§ Stated exercise
Every line must be returned precisely as it is written.

§ The input

**********

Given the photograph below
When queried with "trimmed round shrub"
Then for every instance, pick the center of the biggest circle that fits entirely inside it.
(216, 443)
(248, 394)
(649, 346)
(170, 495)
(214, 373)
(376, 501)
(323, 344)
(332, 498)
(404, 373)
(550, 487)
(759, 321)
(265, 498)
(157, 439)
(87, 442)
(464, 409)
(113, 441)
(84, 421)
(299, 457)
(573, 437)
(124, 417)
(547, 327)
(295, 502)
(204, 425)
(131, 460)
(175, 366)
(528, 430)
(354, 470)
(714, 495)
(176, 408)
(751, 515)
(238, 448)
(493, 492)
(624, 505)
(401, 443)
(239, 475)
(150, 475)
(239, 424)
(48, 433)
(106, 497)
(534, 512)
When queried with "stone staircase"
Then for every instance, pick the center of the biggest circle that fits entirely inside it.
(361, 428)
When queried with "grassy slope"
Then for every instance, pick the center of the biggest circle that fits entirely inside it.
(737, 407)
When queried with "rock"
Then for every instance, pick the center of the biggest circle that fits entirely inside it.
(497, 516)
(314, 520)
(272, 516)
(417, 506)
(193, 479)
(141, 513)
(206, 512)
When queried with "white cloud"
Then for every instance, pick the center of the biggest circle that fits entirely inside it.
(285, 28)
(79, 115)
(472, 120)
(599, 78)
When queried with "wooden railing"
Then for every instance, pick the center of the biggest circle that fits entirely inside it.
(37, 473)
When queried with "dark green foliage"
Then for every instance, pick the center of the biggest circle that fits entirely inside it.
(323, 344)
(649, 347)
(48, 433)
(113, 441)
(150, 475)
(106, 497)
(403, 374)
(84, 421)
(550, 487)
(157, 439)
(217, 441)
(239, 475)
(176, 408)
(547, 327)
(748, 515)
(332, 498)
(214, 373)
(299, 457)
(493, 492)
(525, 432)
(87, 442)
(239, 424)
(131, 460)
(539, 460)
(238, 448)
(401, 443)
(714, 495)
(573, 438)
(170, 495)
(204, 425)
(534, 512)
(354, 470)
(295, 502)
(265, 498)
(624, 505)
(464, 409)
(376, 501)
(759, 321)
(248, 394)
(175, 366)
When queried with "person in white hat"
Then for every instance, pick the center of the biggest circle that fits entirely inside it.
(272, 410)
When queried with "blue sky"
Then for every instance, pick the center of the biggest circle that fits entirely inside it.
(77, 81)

**********

§ Result
Given the photograph below
When queried with "trimmed round shrub"
Then for every instance, pick the center of the biggest circle that fits entirely inside it.
(216, 443)
(248, 394)
(649, 346)
(170, 495)
(214, 373)
(376, 501)
(323, 344)
(332, 498)
(404, 373)
(550, 487)
(759, 321)
(265, 498)
(157, 439)
(87, 442)
(464, 409)
(113, 441)
(84, 421)
(299, 457)
(573, 437)
(124, 417)
(547, 327)
(295, 502)
(204, 425)
(131, 460)
(175, 366)
(528, 430)
(354, 470)
(714, 495)
(176, 408)
(751, 515)
(238, 448)
(493, 492)
(624, 505)
(401, 443)
(239, 475)
(150, 475)
(239, 424)
(48, 433)
(106, 497)
(534, 512)
When queried with "stone staircase"
Then for every instance, pick the center of the biggest circle that fits entirely inside it.
(361, 428)
When queried with "grassy slope"
Then for every instance, pick the center of the biggest circle that fits entirely inside it.
(737, 407)
When queried with "rock"
Then for every instance, pick the center of the biggest circle that fits entirely inside it.
(497, 516)
(314, 520)
(272, 516)
(417, 506)
(193, 479)
(141, 513)
(206, 512)
When queried with "white cloud"
Then for every instance, pick the center of the biggest circle that fits entirely inside it.
(285, 28)
(79, 115)
(472, 120)
(599, 78)
When queried with "wooden railing"
Then for every instance, pick the center of the biggest circle that fits entirely inside it.
(37, 473)
When queried with "dark green foliage"
Then for every instance, pick the center of the biggest circle that fits entirely inside it.
(323, 344)
(649, 347)
(48, 433)
(113, 441)
(150, 475)
(106, 497)
(403, 374)
(84, 421)
(550, 487)
(157, 439)
(217, 441)
(239, 475)
(176, 408)
(547, 327)
(748, 515)
(332, 498)
(214, 373)
(299, 457)
(493, 492)
(525, 432)
(87, 442)
(239, 424)
(131, 460)
(539, 460)
(238, 448)
(401, 443)
(714, 495)
(573, 438)
(170, 495)
(204, 425)
(534, 512)
(354, 470)
(295, 502)
(265, 498)
(624, 505)
(464, 409)
(376, 501)
(759, 321)
(248, 394)
(175, 366)
When queried with "person in white hat"
Then for every instance, pick the center of the biggest circle that fits entirely inside it.
(272, 410)
When queried with "blue sky"
Then for every instance, pick the center of the biggest circle that fits entirely inside it.
(77, 81)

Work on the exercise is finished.